» To do
A partial copy is required: transcribe exactly the lines from the one containing "Phrase -- white robe" through the last line below, without any pictures.

» Dataset records
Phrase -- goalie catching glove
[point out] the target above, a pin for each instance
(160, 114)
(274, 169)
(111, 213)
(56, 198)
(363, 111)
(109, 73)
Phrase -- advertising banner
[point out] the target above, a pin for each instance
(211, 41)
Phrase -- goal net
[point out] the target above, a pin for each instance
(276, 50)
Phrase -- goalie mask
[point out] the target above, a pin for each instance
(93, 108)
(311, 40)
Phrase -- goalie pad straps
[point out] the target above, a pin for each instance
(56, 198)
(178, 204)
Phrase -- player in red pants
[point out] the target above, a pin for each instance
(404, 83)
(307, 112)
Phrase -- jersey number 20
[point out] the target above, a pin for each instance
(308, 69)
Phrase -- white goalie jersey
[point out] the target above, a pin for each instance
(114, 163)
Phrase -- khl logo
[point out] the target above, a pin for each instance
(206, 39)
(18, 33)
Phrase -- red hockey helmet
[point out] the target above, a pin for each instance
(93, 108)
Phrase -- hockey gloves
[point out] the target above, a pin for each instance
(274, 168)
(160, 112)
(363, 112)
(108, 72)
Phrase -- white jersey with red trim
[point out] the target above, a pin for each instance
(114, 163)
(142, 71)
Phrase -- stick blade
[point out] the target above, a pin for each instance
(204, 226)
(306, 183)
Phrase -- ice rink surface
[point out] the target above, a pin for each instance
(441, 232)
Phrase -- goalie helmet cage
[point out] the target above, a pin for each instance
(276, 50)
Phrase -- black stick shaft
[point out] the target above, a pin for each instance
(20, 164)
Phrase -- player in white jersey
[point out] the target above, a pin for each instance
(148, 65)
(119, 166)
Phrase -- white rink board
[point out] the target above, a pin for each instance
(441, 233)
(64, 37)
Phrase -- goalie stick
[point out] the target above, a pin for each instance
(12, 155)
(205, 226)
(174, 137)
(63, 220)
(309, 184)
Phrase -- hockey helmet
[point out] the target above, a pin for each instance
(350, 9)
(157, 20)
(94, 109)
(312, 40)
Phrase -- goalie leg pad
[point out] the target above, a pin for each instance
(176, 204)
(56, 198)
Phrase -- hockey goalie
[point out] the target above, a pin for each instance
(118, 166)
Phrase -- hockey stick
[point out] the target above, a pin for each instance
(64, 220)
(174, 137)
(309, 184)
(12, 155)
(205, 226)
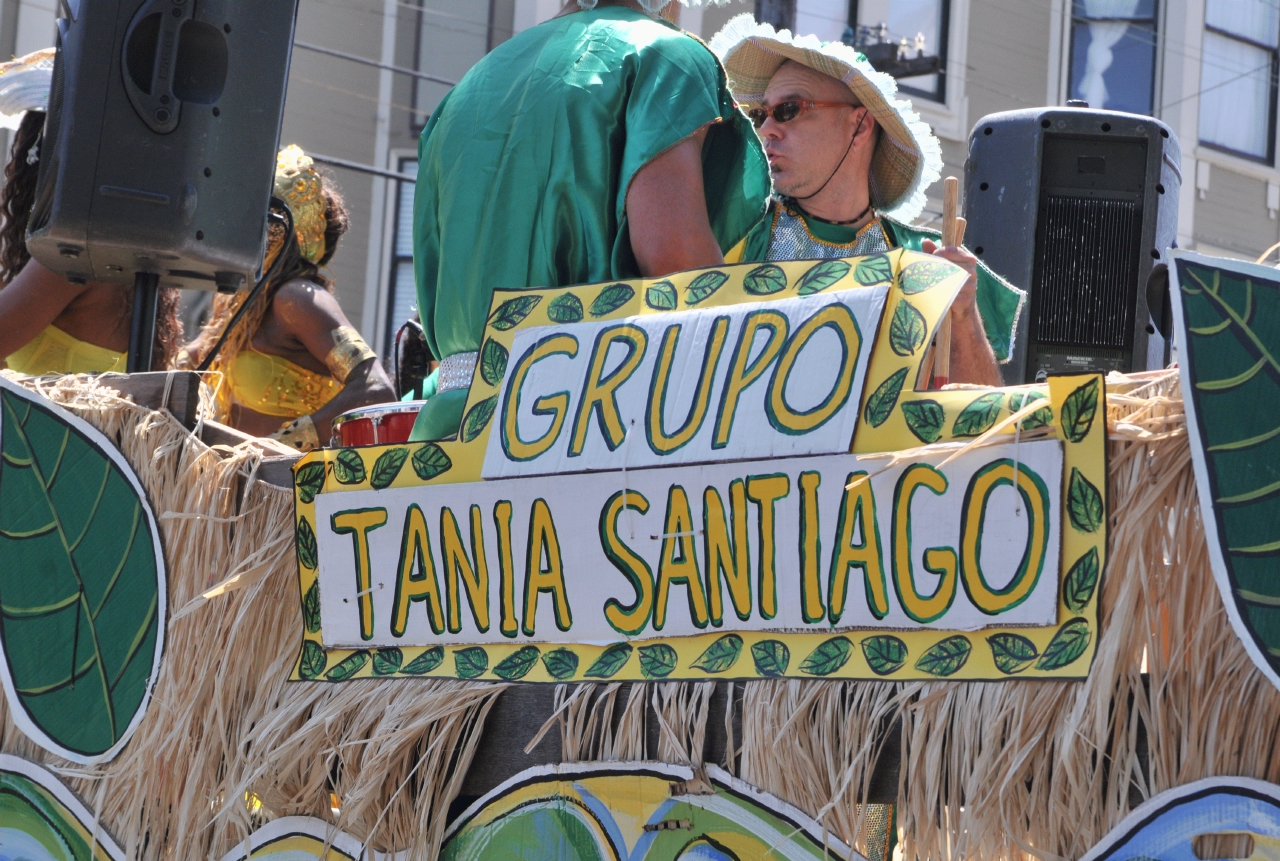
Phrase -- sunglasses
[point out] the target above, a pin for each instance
(785, 111)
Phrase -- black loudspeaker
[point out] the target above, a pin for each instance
(1075, 206)
(159, 150)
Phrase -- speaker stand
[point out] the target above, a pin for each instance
(142, 333)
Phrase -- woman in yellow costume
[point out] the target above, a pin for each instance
(289, 360)
(49, 325)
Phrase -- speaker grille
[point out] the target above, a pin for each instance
(1087, 266)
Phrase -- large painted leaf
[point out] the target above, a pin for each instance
(82, 585)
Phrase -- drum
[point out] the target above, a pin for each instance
(380, 424)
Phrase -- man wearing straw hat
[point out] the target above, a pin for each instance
(850, 163)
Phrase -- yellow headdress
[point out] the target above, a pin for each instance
(300, 186)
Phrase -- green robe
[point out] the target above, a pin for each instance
(525, 165)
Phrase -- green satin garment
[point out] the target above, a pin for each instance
(525, 165)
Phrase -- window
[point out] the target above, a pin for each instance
(1114, 54)
(402, 291)
(1238, 77)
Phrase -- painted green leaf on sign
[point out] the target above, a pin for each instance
(424, 663)
(387, 467)
(565, 308)
(609, 662)
(924, 418)
(493, 361)
(1084, 503)
(430, 461)
(704, 285)
(561, 664)
(348, 467)
(1011, 653)
(945, 658)
(876, 269)
(471, 662)
(657, 660)
(348, 667)
(661, 296)
(771, 658)
(310, 481)
(924, 274)
(82, 585)
(387, 662)
(881, 404)
(720, 655)
(311, 665)
(1080, 581)
(510, 314)
(766, 280)
(611, 298)
(906, 330)
(517, 663)
(1078, 411)
(885, 654)
(828, 656)
(821, 276)
(478, 418)
(978, 417)
(306, 539)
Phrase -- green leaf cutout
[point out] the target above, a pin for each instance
(883, 654)
(510, 314)
(720, 655)
(661, 296)
(517, 663)
(924, 418)
(978, 417)
(657, 660)
(424, 663)
(306, 540)
(1084, 503)
(493, 361)
(771, 658)
(822, 276)
(478, 418)
(924, 274)
(828, 656)
(387, 662)
(347, 667)
(612, 298)
(1011, 653)
(430, 461)
(311, 664)
(876, 269)
(906, 330)
(471, 662)
(881, 404)
(1066, 646)
(348, 467)
(565, 308)
(1080, 581)
(561, 664)
(309, 481)
(704, 285)
(387, 467)
(766, 280)
(945, 658)
(1078, 411)
(609, 662)
(311, 607)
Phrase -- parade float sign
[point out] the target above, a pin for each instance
(727, 473)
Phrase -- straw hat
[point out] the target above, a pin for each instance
(908, 157)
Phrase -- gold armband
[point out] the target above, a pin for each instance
(350, 352)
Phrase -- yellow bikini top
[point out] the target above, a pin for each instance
(55, 352)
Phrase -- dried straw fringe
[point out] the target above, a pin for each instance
(224, 727)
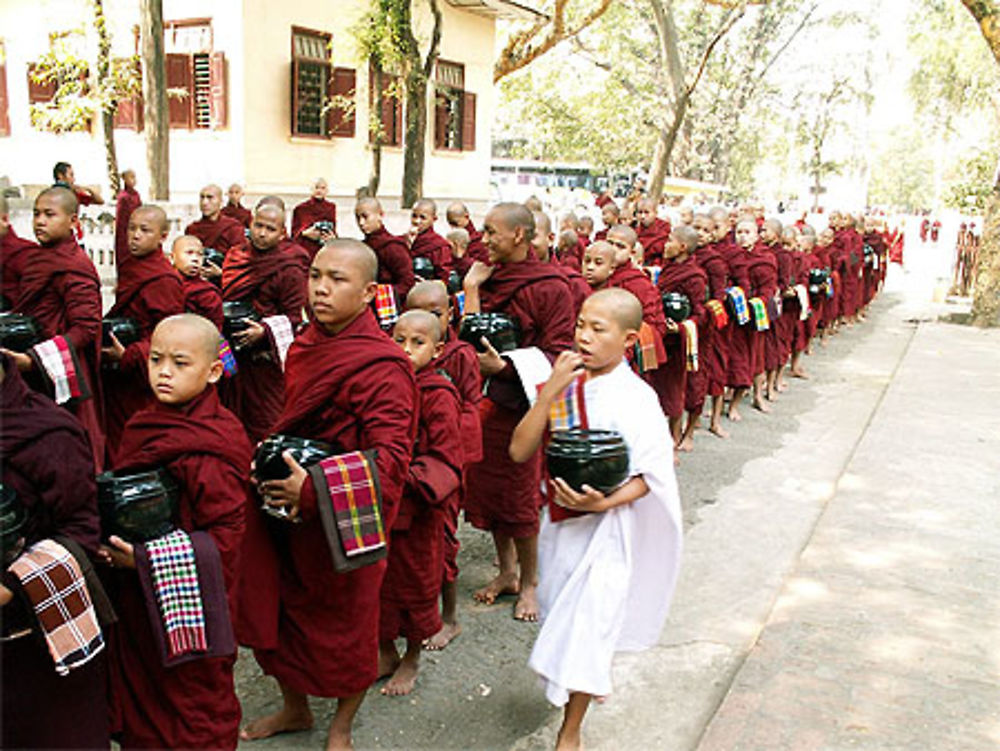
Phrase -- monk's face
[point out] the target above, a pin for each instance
(51, 222)
(338, 289)
(180, 367)
(418, 342)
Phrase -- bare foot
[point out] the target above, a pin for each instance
(526, 607)
(503, 584)
(282, 721)
(443, 638)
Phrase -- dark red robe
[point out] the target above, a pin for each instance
(409, 597)
(148, 291)
(59, 286)
(313, 629)
(503, 496)
(45, 458)
(194, 704)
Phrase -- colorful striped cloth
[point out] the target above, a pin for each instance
(175, 580)
(759, 314)
(738, 298)
(53, 582)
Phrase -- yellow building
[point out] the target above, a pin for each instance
(253, 75)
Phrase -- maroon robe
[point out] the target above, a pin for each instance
(670, 379)
(313, 629)
(305, 215)
(46, 459)
(394, 264)
(220, 234)
(409, 596)
(653, 238)
(59, 286)
(275, 282)
(148, 291)
(194, 704)
(503, 496)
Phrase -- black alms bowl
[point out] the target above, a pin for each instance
(19, 332)
(137, 506)
(501, 330)
(126, 331)
(676, 306)
(269, 463)
(598, 458)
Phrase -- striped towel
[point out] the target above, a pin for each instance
(357, 505)
(760, 318)
(175, 581)
(54, 584)
(738, 298)
(58, 360)
(718, 311)
(281, 330)
(690, 329)
(385, 305)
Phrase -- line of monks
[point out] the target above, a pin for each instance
(316, 345)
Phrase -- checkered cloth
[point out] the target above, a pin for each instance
(760, 318)
(281, 330)
(356, 501)
(175, 580)
(54, 584)
(690, 329)
(738, 299)
(59, 363)
(385, 305)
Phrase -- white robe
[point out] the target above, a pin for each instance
(606, 580)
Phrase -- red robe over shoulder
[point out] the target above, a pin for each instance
(194, 704)
(313, 629)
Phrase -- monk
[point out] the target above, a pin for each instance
(653, 232)
(458, 359)
(46, 460)
(60, 288)
(200, 297)
(425, 242)
(272, 279)
(503, 497)
(394, 264)
(314, 221)
(190, 703)
(148, 291)
(128, 200)
(234, 209)
(315, 630)
(408, 603)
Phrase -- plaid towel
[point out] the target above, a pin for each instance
(54, 584)
(690, 329)
(759, 314)
(718, 311)
(649, 352)
(58, 360)
(385, 305)
(354, 495)
(175, 581)
(281, 330)
(738, 298)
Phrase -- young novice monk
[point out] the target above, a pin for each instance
(172, 696)
(607, 576)
(408, 602)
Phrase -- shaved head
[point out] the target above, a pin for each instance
(619, 305)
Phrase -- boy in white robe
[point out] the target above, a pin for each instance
(606, 577)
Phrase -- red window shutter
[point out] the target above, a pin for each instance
(340, 122)
(180, 75)
(218, 100)
(468, 121)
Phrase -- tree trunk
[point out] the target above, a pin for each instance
(156, 108)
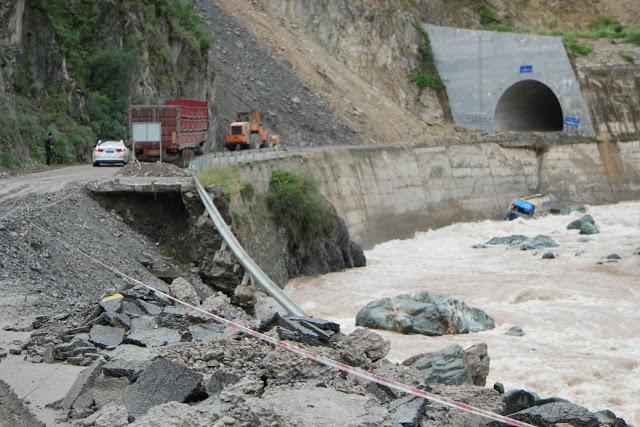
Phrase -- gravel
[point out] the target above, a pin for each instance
(156, 169)
(65, 287)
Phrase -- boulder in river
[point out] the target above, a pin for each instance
(513, 240)
(586, 225)
(424, 313)
(453, 365)
(538, 242)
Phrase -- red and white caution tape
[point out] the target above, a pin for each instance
(357, 372)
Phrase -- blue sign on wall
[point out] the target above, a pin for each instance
(572, 121)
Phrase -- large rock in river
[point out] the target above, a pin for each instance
(424, 313)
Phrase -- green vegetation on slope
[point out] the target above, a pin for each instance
(225, 177)
(427, 73)
(101, 43)
(296, 204)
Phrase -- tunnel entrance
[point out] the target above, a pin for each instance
(528, 106)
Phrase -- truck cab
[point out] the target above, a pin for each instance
(528, 207)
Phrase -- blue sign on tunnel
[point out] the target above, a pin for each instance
(572, 121)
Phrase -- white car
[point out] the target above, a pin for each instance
(110, 153)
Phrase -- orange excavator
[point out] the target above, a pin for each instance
(247, 132)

» Completed exercise
Phrase -- white robe
[point out] the target above, a pin for each instance
(606, 580)
Phrase -- red robe over shoulder
[point out] the target above, a pin for each instance
(194, 704)
(313, 629)
Phrase -- monk
[point out] the target above, a pin for each instance
(653, 232)
(458, 359)
(46, 460)
(60, 288)
(200, 297)
(425, 242)
(272, 279)
(503, 497)
(394, 264)
(314, 221)
(190, 703)
(148, 291)
(128, 200)
(234, 209)
(315, 630)
(408, 603)
Phrase -- plaid towel
[point out] the target above, a pin for each instance
(54, 584)
(690, 329)
(759, 314)
(718, 311)
(649, 352)
(58, 360)
(385, 305)
(354, 495)
(175, 581)
(281, 330)
(738, 298)
Phrase -- young novice monk
[point out] the target above, a pin for each instance
(172, 696)
(607, 576)
(408, 602)
Phrase -- shaved head
[point out] the target above, a pin for each instance
(619, 305)
Phrase -- boy in white robe
[point out] the target above, a pin for each instance
(606, 577)
Phrase -- red window shutter
[point out] the target above, a pin for each instance
(340, 122)
(180, 75)
(218, 100)
(468, 121)
Phrase -- tree trunk
[point out] the target above, a pin for each instance
(156, 108)
Phrase -- gravel
[point out] the target above, a pin for each instance
(156, 169)
(65, 287)
Phrase -- boulder in river
[point out] the target above, a pin for each instance
(513, 240)
(586, 225)
(424, 313)
(453, 365)
(538, 242)
Phrase -- red and white caution tape
[point out] the target above, a pin for each instance
(357, 372)
Phrase -- blue sign on wall
[point out] the target above, a pin for each instance
(572, 121)
Phrase -- large rock in river
[point out] the target above, a pin for each instance
(424, 313)
Phrase -- green vegetation on slope
[point out] the target above, a pin for each instance
(225, 177)
(427, 73)
(101, 43)
(296, 204)
Phrase -- tunnel entrance
[point out] the target above, a pin for each instance
(528, 106)
Phrase -- truck cab
[point out] the target above, a pin for each instance
(528, 207)
Phrase -- blue sign on tunnel
[point out] the target above, a pin for each instance
(572, 121)
Phrase -- white car
[point out] the target above, a pin for each instance
(110, 153)
Phrase -- orange excavator
[point out] the target above, a pin for each instance
(247, 132)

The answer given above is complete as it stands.